Most of the migrants are looking to head to the New York and New Jersey areas but some are going to the South, some to Washington state, Fischer said.
The nonprofit SAMU First Response, which assists migrants making asylum claims in the U.S., also worked with the migrants as they arrived Saturday.
Abbott previously bused 50 migrants to Harris’ home in September.
He told ABC News’ “Nightline” in August that “we’ve got to secure our border because the Biden administration is not securing it.”
Abbott’s office said in August that more than 6,500 migrants had been taken by bus to cities like New York and Washington.
Speaking with ABC News, Fischer likened Abbott’s busing strategy to the “cruelest way possible” to provide transportation for migrants. But she also suggested the Biden administration was overly focused on political differences rather than solving a pressing logistical issue as people continue to arrive at the southern border.
A spokesperson for the Texas Division of Emergency Management told ABC News in September that the state had spent more than $12 million on transporting the migrants, including charter buses and private security.
President Joe Biden has called such tactics “un-American,” “reckless” and “simply wrong.”
“This was a cruel, dangerous, and shameful stunt,” White House spokesman Abdullah Hasan said in a statement on Sunday.
“As we have repeatedly said, we are willing to work with anyone — Republican or Democrat alike — on real solutions, like the comprehensive immigration reform and border security measures President Biden sent to Congress on his first day in office, but these political games accomplish nothing and only put lives in danger,” Hasan said.

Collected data

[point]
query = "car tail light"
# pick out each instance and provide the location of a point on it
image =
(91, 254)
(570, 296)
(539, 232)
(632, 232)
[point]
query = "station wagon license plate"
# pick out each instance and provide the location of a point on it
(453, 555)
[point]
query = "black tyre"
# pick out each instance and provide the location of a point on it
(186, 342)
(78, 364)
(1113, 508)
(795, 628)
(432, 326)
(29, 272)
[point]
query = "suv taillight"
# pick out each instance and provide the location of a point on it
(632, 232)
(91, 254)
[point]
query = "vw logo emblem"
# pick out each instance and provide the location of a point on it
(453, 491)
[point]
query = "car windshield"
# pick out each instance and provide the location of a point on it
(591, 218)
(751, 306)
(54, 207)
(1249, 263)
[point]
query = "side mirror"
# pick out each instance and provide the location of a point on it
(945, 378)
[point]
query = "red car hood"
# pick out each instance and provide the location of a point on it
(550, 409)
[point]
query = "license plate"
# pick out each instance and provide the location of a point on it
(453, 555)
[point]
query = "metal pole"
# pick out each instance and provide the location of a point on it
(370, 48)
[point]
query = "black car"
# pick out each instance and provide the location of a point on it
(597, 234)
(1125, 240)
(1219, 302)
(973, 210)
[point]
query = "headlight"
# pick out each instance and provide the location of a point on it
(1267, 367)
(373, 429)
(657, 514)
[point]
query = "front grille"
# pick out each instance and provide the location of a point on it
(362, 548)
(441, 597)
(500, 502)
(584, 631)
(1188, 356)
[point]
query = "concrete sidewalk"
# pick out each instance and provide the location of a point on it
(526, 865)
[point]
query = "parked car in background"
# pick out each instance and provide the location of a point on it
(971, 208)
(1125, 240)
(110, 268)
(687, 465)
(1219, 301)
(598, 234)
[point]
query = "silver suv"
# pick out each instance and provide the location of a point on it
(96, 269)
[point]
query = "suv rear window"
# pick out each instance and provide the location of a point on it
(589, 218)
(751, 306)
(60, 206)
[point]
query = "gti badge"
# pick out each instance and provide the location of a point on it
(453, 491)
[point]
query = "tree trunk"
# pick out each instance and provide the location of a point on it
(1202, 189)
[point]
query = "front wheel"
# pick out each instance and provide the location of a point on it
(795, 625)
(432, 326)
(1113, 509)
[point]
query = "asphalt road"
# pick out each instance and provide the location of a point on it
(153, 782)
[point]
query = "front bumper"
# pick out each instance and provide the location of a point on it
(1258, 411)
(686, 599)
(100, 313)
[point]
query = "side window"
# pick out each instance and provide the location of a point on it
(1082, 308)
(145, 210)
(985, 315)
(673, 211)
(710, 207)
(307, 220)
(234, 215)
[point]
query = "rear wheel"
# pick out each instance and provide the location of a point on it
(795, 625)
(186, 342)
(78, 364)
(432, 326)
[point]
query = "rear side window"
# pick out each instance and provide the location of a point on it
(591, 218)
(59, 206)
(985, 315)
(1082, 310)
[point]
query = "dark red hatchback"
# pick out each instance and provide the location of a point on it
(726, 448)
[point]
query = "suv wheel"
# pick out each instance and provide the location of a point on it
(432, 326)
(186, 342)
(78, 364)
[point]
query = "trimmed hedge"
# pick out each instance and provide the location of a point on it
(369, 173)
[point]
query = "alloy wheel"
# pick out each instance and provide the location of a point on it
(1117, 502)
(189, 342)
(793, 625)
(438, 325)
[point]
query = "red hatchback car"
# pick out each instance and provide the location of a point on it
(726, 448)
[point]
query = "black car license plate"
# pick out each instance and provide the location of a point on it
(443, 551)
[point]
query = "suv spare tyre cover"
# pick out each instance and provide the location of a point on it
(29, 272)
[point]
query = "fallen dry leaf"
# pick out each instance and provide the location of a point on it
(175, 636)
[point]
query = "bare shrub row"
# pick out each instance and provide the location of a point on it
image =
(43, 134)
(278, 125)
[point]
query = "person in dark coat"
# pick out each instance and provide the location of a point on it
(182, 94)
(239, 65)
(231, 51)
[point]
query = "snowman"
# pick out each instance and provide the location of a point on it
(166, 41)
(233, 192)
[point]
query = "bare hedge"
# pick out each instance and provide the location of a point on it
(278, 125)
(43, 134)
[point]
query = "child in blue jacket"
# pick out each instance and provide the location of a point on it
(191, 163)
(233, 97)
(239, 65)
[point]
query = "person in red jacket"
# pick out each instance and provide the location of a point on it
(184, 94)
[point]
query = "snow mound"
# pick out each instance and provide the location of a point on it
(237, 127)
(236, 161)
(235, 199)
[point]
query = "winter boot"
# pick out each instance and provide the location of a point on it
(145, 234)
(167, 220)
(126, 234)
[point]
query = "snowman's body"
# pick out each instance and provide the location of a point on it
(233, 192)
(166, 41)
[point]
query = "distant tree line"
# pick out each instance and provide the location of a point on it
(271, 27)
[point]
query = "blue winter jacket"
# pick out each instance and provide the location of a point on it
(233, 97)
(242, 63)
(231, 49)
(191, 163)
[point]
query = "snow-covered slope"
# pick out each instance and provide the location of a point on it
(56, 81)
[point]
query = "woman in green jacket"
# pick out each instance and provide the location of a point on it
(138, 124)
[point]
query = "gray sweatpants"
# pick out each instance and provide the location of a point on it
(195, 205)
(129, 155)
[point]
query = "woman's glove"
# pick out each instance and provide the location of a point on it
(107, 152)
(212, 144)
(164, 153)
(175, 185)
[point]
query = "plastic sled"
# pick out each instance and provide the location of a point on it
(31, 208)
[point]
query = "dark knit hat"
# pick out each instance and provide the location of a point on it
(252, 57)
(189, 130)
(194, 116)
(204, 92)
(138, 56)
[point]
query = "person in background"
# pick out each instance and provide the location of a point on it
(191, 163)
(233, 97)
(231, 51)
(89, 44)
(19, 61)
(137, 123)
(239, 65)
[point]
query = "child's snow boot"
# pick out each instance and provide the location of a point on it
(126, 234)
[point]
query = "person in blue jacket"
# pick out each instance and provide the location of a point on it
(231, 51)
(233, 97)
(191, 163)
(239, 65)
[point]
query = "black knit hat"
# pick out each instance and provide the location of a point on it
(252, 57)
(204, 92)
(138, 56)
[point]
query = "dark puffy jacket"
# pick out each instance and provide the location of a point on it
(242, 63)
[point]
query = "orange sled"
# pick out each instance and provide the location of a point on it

Tasks for this exercise
**A.** Summarize the passage on migrant busing in two sentences.
**B.** Reproduce the passage on migrant busing word for word, starting at "The nonprofit SAMU" and ending at "home in September.".
**C.** Take the passage on migrant busing further, writing on from its last sentence.

Answers in order
**A.** Abbott's office said more than 6,500 migrants had been bused to cities like New York and Washington, and a Texas emergency management spokesperson said the state had spent more than $12 million transporting them. Fischer likened the busing strategy to the "cruelest way possible" to transport migrants, while President Joe Biden called such tactics "un-American," and White House spokesman Abdullah Hasan called it a "cruel, dangerous, and shameful stunt."

**B.**
The nonprofit SAMU First Response, which assists migrants making asylum claims in the U.S., also worked with the migrants as they arrived Saturday.
Abbott previously bused 50 migrants to Harris’ home in September.

**C.**
Migrants face freezing weather across the country
The latest migrant busing unfolds as El Paso, Texas, has been dealing with a steep influx of people arriving across the border as the Supreme Court weighs the fate of the public health policy known as Title 42, which prevents some people from seeking asylum in the U.S. because of the threat of COVID-19. A ruling could come any day.
Authorities have been encountering an average of up to 1,500 migrants per day in the city and while organizations rushed to shelter migrants in the cold, ABC affiliate KVIA reported seeing families sleeping on the streets in freezing conditions late last week.
Sue Dickson, a minister, was preaching a Christmas Eve service at a church that is very close to the southern border when immigrants who had just come across started coming into the church for warmth, she said.
“We of course invited them ‘come worship with us’ and then were very happy to do that,” she said. A group of parishioners drove the migrants to a warming center nearby.
Dickson volunteers at the Annunciation House, which operates a network of four hospitality sites that temporarily house migrants who are typically trying to reach families in other cities across the country.
She said the biggest challenge the cold weather poses is when people need to walk to the bus station, the pharmacy or to downtown stores without the proper clothing.
“We give people warm jackets, hats and gloves but when they come to us they often don’t have warm clothes,” she said.
The high number of arrivals at the border has reverberated across the country at the same time many regions have been battered by brutal winter weather. Over the weekend, Denver opened up three warming centers to migrants and other individuals, including one at the Denver Coliseum.
ABC News’ Mariam Khan contributed to this report.